Mein Schreiben. Täglich.

Teilen Sie mit mir unbeschwerte und schwere Gedanken in Prosa oder Lyrik und versuchen Sie, Grau in Blau zu verwandeln - unter welchem Himmel auch immer.

Mir fällt das oft selbst schwer genug...


Ein unbeschreibliches Erwachen

∞  1 Januar 2009, 10:41

(Um 18h20 leicht selbst lektoriert)

Ich schaue nun seit zehn Minuten aus dem Fenster und suche nach Worten, um das zu beschreiben, was ich sehe. Aber es gibt keine Worte noch eine Farbe, die ich nennen könnte, um das in Worten zu malen, was mir der Horizont darbietet, dort, wo sich frisch mit Puderzucker bestäubte Tannenspitzen in den Himmel tasten, während noch höher ragende, im Schwung gefrorene Birkenäste zweifellos in einem Moment des Glücks erstarrt sind.
Jeder Baum scheint sich zu bemühen, den Schnee, der sich frostig und doch schützend um seine hölzernen Glieder schmeichelt, stolzer und doch freudiger zu tragen als der Nachbar. Und gerade jetzt bricht ein goldener Flächenbrand über den Horizont herein und klart diese unwirkliche, samten purpurbläulichrosafarbene Kulisse von kitschigster und doch unerreicht schöner Natur auf, gibt allen Farben Wärme und färbt den Himmel einheitlich blau. Er verliert nun die atemberaubende Sänfte seiner pastellfarbenen blassbläulichen Durchsichtigkeit. Die Kraft des neu eingetroffenen Tages ist nicht länger nur ein Versprechen, ja nicht einmal ist sie länger Verheissung, wie gemacht für gläubig sich wandelnde Skeptiker. Nein, der Tag ist da und seine Pracht nicht zu übersehen. Es ist einer dieser klaren Momente, in denen alle das Wunder der Natur sehen können.

Nun ist dieser Himmel bereits intensiv hellblau, und die Bäume im weit und hell gewordenen Horizont sind mit Goldstaub verschneit worden. Bald sind die Farben weniger nuanciert, gleichförmiger, dafür noch stärker. Bald könnte man, mit der besten Kamera der Welt, beinahe fotografieren, was man sieht, beinahe wenigstens. Kann ein Gott allein solche Schönheit schaffen, selbst wenn er sich Jahrmillionen Zeit nimmt?

## ÜBUNGSAUFGABEN
#1 Wie lange schaut die schreibende Person laut dem Eintrag schon aus dem Fenster?
#2 Schreiben Sie aus dem Eintrag den Abschnitt zwischen „Mein Schreiben. Täglich.“ und „Glücks erstarrt sind.“ wörtlich ab, beide Stellen eingeschlossen.
#3 Führen Sie alle Wörter aus dem Eintrag auf, in denen die Zeichenfolge „blau“ oder „bläu“ vorkommt. Halten Sie die Reihenfolge ihres Auftretens ein.
Die anschließenden Zeilen sind eigenständiges Material und gehören nicht zum Eintrag.

## BEREITGESTELLTES MATERIAL
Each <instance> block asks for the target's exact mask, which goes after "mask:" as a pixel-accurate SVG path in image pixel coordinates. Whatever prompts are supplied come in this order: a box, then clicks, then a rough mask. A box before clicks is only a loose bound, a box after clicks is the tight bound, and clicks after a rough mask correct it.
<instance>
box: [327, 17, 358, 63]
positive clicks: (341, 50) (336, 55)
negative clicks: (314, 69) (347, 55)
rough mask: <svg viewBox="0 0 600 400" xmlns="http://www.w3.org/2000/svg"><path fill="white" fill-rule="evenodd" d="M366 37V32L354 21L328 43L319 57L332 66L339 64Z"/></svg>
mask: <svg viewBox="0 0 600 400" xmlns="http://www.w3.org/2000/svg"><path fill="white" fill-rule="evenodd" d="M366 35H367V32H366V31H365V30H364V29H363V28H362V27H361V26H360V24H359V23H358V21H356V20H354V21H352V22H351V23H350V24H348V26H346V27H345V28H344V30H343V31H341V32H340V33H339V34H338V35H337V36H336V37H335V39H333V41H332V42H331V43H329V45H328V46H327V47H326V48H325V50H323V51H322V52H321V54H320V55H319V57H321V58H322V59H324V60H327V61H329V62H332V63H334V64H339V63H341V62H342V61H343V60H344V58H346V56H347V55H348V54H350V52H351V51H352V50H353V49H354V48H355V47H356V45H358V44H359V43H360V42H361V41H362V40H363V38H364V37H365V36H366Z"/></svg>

--

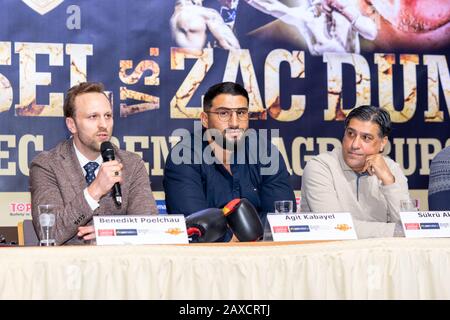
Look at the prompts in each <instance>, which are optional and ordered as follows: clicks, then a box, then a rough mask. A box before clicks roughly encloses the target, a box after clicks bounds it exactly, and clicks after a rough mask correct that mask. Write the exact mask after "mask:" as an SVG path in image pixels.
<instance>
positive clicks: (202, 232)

---

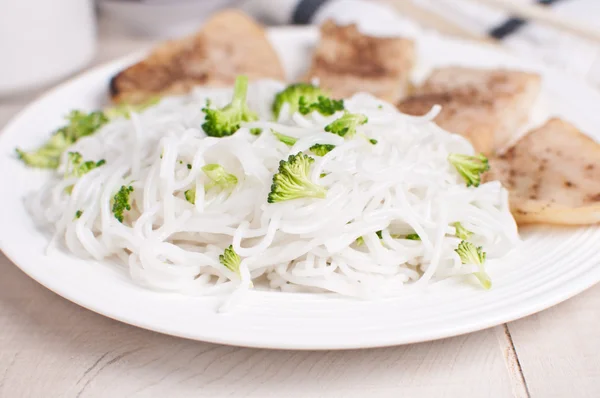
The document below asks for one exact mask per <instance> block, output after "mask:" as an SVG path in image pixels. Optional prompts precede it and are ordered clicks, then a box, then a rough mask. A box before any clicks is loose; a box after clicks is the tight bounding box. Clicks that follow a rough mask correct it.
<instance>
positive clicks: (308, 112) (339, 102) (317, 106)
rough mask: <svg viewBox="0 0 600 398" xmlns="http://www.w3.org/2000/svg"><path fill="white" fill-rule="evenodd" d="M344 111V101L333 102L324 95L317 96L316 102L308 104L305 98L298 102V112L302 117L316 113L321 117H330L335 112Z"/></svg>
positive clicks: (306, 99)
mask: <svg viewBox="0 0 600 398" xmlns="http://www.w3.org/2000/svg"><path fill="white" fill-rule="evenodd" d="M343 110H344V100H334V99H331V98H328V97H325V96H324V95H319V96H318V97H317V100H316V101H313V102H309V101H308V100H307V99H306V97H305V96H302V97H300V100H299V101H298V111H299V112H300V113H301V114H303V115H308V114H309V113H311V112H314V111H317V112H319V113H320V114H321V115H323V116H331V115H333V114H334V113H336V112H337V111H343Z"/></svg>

## SCHRIFTLICHE ANTWORTEN
#1 Seit zehn Minuten.

#2
Mein Schreiben. Täglich.

Teilen Sie mit mir unbeschwerte und schwere Gedanken in Prosa oder Lyrik und versuchen Sie, Grau in Blau zu verwandeln - unter welchem Himmel auch immer.

Mir fällt das oft selbst schwer genug...


Ein unbeschreibliches Erwachen

∞  1 Januar 2009, 10:41

(Um 18h20 leicht selbst lektoriert)

Ich schaue nun seit zehn Minuten aus dem Fenster und suche nach Worten, um das zu beschreiben, was ich sehe. Aber es gibt keine Worte noch eine Farbe, die ich nennen könnte, um das in Worten zu malen, was mir der Horizont darbietet, dort, wo sich frisch mit Puderzucker bestäubte Tannenspitzen in den Himmel tasten, während noch höher ragende, im Schwung gefrorene Birkenäste zweifellos in einem Moment des Glücks erstarrt sind.

#3
Blau
purpurbläulichrosafarbene
blau
blassbläulichen
hellblau